Return, word for word, the line that contains "I need to find the recessed" and every line after it through the end of the records.

Recorded data
=-=-=
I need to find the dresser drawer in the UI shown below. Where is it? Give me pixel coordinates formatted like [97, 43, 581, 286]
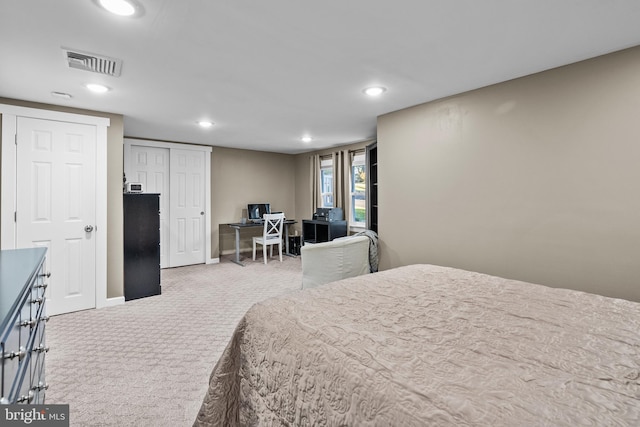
[1, 287, 33, 402]
[29, 292, 49, 405]
[1, 310, 22, 400]
[12, 353, 34, 404]
[31, 268, 48, 303]
[24, 281, 49, 405]
[29, 342, 49, 405]
[19, 294, 35, 352]
[10, 312, 48, 405]
[0, 248, 48, 404]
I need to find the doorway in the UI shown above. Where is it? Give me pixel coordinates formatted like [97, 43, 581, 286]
[1, 105, 109, 315]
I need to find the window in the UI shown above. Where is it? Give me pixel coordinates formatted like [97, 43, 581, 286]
[320, 157, 333, 208]
[350, 151, 366, 226]
[317, 151, 367, 226]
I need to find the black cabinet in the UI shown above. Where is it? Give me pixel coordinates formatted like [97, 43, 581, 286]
[124, 194, 160, 301]
[366, 142, 378, 233]
[288, 235, 302, 255]
[302, 220, 347, 244]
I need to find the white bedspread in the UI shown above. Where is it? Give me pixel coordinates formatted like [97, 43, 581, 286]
[194, 264, 640, 426]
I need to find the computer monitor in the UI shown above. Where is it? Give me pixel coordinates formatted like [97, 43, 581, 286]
[247, 203, 271, 220]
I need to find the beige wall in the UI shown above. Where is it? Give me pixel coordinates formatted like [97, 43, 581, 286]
[0, 97, 125, 299]
[377, 46, 640, 302]
[212, 147, 296, 257]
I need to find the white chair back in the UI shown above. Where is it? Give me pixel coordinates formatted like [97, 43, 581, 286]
[262, 213, 284, 240]
[253, 213, 285, 264]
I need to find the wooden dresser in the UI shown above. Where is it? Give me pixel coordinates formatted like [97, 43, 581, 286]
[0, 248, 49, 405]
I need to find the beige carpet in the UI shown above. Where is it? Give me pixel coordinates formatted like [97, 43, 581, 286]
[46, 254, 303, 426]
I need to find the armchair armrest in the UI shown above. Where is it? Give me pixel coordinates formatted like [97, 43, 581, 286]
[301, 235, 370, 289]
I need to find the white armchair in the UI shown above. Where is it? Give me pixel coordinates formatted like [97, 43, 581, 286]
[301, 235, 371, 289]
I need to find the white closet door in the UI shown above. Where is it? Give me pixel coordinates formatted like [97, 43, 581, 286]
[16, 117, 97, 315]
[169, 149, 206, 267]
[128, 145, 170, 268]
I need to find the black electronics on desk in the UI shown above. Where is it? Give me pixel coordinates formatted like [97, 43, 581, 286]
[247, 203, 271, 221]
[313, 207, 344, 222]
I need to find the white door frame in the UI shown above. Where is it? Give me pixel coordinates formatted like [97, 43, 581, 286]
[124, 138, 214, 264]
[1, 104, 110, 309]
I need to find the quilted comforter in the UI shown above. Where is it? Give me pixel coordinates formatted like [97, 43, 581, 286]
[194, 264, 640, 426]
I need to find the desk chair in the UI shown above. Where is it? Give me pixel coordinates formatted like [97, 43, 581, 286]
[252, 213, 285, 264]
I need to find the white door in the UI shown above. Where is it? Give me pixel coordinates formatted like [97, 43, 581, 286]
[16, 117, 97, 315]
[169, 149, 206, 267]
[128, 145, 170, 268]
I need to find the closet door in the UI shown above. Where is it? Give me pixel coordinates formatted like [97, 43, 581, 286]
[128, 145, 170, 268]
[124, 138, 210, 267]
[169, 149, 206, 267]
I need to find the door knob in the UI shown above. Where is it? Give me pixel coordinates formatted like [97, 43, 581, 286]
[85, 225, 94, 232]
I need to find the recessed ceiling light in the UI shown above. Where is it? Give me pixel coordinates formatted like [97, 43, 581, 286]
[363, 86, 387, 97]
[51, 91, 72, 100]
[98, 0, 136, 16]
[85, 83, 110, 93]
[301, 136, 312, 143]
[197, 121, 214, 128]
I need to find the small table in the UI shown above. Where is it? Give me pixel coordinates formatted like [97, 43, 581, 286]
[227, 219, 297, 266]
=-=-=
[Solution for this problem]
I need to find the recessed ceiling light in the UI shown above. Where is it? Give me pixel coordinates formatted like [97, 43, 581, 286]
[363, 86, 387, 97]
[51, 91, 72, 100]
[98, 0, 136, 16]
[85, 83, 110, 93]
[301, 136, 312, 143]
[197, 121, 214, 128]
I need to find the small table in the UI shown above. Where is it? Give me pixel coordinates formatted like [97, 43, 581, 286]
[227, 219, 297, 266]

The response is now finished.